-- BEGIN Exercise input --

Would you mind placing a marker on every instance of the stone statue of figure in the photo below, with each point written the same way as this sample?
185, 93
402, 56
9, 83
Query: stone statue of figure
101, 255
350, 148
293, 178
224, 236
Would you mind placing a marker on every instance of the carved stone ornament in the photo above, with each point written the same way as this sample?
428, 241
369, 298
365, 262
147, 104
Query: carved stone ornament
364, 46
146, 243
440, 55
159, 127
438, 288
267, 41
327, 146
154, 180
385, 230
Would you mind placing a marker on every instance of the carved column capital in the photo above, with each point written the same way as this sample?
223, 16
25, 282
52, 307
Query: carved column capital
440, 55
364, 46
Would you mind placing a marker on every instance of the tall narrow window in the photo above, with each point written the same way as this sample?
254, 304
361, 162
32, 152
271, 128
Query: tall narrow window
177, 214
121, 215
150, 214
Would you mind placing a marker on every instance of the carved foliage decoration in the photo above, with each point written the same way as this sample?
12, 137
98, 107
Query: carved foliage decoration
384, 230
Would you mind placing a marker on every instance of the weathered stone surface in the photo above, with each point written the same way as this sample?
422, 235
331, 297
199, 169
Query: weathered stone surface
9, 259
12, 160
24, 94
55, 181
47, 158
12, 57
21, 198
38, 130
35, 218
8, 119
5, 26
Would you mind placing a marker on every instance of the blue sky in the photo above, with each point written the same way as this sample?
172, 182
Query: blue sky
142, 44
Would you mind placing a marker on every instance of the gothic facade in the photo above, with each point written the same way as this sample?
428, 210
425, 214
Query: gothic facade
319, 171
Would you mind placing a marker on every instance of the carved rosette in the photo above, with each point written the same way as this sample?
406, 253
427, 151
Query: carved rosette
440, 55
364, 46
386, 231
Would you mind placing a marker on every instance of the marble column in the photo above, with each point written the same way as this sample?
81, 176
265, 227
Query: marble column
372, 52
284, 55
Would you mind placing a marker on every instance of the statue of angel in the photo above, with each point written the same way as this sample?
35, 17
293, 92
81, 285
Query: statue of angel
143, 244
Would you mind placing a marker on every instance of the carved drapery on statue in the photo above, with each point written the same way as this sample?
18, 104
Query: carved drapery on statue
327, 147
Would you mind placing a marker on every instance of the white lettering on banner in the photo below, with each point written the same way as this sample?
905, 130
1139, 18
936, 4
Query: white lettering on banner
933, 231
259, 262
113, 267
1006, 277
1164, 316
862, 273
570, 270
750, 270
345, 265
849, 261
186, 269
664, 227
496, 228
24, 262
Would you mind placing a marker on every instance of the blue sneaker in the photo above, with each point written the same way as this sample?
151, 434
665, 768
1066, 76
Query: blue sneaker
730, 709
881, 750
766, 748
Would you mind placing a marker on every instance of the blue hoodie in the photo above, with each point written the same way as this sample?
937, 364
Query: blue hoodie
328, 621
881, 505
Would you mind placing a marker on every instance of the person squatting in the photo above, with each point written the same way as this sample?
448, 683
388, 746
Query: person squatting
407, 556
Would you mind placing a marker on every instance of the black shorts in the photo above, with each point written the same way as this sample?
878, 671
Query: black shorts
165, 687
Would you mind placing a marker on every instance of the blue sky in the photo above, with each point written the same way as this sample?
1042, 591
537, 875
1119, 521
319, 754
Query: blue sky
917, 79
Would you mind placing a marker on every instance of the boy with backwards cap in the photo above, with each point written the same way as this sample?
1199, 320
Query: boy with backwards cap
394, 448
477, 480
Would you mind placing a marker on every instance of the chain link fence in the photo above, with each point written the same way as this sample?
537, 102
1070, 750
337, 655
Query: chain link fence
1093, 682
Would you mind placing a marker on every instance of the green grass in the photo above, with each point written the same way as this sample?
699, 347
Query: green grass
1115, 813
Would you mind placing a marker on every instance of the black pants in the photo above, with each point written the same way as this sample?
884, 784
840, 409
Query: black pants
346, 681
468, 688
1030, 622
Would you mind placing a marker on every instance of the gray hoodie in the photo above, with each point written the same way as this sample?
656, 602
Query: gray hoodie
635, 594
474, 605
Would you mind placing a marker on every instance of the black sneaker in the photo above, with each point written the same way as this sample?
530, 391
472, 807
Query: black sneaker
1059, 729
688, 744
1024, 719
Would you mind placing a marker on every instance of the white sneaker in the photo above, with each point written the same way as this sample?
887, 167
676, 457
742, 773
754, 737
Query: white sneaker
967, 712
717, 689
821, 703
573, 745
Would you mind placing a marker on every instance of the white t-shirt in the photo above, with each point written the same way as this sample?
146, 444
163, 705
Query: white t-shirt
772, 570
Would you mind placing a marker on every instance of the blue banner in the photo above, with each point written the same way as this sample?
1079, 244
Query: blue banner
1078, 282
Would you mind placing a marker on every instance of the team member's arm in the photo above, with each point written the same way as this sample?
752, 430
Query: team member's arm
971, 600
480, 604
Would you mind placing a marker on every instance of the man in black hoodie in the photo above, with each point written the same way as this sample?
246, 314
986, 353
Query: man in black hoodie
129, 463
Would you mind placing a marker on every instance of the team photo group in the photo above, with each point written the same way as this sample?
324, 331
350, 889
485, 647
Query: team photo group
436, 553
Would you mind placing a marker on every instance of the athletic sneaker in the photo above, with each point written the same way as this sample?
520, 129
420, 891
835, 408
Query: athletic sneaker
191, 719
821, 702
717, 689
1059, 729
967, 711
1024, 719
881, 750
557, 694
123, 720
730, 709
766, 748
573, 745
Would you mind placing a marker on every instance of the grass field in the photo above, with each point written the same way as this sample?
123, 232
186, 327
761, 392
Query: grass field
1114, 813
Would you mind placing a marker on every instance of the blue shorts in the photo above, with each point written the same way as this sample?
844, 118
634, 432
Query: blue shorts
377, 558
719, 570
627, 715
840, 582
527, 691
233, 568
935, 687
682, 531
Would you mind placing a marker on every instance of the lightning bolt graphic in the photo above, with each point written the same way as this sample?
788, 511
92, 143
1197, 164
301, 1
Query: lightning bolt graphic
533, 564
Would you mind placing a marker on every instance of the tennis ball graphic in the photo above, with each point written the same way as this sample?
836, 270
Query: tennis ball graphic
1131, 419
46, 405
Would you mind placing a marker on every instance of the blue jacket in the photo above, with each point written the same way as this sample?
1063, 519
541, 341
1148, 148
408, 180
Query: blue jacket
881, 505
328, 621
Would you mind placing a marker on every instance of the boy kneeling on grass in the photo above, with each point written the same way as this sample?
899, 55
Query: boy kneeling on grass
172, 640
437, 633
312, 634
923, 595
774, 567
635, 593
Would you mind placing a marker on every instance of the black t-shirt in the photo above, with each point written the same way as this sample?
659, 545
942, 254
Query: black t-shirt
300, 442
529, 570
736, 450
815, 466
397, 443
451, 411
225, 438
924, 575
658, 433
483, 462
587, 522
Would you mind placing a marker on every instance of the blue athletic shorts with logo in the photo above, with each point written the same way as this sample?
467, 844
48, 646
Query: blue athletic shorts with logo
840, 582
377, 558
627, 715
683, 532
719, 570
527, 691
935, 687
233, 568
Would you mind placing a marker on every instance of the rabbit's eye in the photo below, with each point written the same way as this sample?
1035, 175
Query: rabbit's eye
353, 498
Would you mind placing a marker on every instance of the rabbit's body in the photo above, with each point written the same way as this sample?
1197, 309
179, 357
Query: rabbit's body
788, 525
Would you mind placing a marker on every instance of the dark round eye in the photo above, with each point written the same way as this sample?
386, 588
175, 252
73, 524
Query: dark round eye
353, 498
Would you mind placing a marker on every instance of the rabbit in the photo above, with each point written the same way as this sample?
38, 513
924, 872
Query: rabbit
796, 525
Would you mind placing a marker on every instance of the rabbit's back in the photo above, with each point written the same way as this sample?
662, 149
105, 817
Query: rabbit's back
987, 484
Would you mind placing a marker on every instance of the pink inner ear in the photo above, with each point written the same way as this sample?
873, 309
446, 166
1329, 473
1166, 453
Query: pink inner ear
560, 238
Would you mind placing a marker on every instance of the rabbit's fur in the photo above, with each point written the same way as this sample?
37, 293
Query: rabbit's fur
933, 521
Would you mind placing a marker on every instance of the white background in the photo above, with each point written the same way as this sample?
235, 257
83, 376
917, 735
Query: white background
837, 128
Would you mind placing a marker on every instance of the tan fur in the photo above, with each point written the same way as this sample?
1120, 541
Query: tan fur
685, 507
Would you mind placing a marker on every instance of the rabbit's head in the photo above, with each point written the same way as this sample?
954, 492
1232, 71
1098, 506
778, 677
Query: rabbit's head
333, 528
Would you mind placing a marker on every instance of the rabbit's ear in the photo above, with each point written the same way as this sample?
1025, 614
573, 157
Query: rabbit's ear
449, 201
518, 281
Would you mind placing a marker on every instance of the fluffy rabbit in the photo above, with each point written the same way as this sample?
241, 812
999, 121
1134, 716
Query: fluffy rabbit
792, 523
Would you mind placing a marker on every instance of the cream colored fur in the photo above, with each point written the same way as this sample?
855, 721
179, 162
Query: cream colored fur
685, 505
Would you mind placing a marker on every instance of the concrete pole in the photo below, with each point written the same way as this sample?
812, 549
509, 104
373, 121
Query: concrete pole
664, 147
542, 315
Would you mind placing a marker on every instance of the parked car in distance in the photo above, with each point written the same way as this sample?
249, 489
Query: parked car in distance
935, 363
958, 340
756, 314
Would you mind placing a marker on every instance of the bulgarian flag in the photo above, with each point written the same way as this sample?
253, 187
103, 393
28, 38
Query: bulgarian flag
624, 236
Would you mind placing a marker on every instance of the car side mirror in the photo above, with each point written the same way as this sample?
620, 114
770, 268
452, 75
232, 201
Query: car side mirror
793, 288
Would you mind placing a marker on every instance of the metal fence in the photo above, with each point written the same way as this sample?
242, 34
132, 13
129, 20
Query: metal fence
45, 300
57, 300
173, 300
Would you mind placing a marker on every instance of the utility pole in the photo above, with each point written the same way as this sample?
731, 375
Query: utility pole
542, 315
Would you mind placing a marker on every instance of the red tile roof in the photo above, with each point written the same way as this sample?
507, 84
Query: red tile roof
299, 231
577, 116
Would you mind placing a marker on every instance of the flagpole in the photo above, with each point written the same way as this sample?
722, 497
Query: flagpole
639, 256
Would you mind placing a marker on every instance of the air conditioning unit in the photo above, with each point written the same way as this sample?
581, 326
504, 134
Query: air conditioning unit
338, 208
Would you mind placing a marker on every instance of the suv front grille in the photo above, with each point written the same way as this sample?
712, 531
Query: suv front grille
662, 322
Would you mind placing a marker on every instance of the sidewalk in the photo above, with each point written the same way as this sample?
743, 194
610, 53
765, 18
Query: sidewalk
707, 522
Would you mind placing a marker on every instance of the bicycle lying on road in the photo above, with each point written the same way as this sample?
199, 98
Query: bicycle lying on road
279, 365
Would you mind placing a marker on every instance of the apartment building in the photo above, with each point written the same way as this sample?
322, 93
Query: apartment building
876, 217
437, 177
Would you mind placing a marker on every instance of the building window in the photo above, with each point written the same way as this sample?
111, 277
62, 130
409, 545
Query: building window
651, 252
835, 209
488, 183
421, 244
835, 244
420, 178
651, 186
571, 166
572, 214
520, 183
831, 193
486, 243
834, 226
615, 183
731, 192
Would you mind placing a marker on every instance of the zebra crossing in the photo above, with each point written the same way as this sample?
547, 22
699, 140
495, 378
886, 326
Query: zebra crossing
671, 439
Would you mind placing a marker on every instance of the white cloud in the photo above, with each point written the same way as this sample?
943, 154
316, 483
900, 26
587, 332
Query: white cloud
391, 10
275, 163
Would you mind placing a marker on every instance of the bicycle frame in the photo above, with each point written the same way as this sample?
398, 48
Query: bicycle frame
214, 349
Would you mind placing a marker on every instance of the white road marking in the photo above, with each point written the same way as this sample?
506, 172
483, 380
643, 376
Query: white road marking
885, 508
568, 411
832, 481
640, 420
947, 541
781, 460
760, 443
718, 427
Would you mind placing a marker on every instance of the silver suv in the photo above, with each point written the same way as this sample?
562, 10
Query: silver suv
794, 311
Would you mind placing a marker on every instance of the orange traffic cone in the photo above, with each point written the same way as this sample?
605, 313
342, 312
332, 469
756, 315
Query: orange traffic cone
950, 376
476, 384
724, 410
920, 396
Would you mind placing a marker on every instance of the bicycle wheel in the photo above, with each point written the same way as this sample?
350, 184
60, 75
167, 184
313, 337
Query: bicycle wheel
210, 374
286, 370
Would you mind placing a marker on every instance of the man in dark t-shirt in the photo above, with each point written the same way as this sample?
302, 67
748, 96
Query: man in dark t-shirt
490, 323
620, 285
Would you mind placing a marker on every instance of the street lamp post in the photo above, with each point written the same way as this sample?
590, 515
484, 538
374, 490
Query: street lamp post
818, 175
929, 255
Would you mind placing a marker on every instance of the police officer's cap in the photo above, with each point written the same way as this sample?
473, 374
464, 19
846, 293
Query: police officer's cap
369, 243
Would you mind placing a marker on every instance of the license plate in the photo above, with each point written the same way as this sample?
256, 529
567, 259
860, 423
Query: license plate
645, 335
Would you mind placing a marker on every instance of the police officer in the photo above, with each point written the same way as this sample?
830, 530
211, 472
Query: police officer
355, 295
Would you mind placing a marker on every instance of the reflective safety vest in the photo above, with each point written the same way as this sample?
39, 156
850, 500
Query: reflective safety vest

-- END Exercise input --

▸ Directions for this task: Produce an exact repeat of the lines from the one containing "of the license" through the last line of the data, and nothing more.

▸ Response to the task:
Would you mind placing a marker on every instance of the license plate in the photo above, with each point written the same way as this sample?
256, 529
567, 259
860, 423
Query: license plate
645, 335
Would you mind placing a marker on every instance of the police officer in the photo above, with each point written the same way as this sample?
830, 530
211, 472
Query: police officer
355, 295
Would you mind placing a marker on every instance of the reflective safety vest in the photo above, with each point written the same way as this sample?
39, 156
850, 500
Query: reflective safety vest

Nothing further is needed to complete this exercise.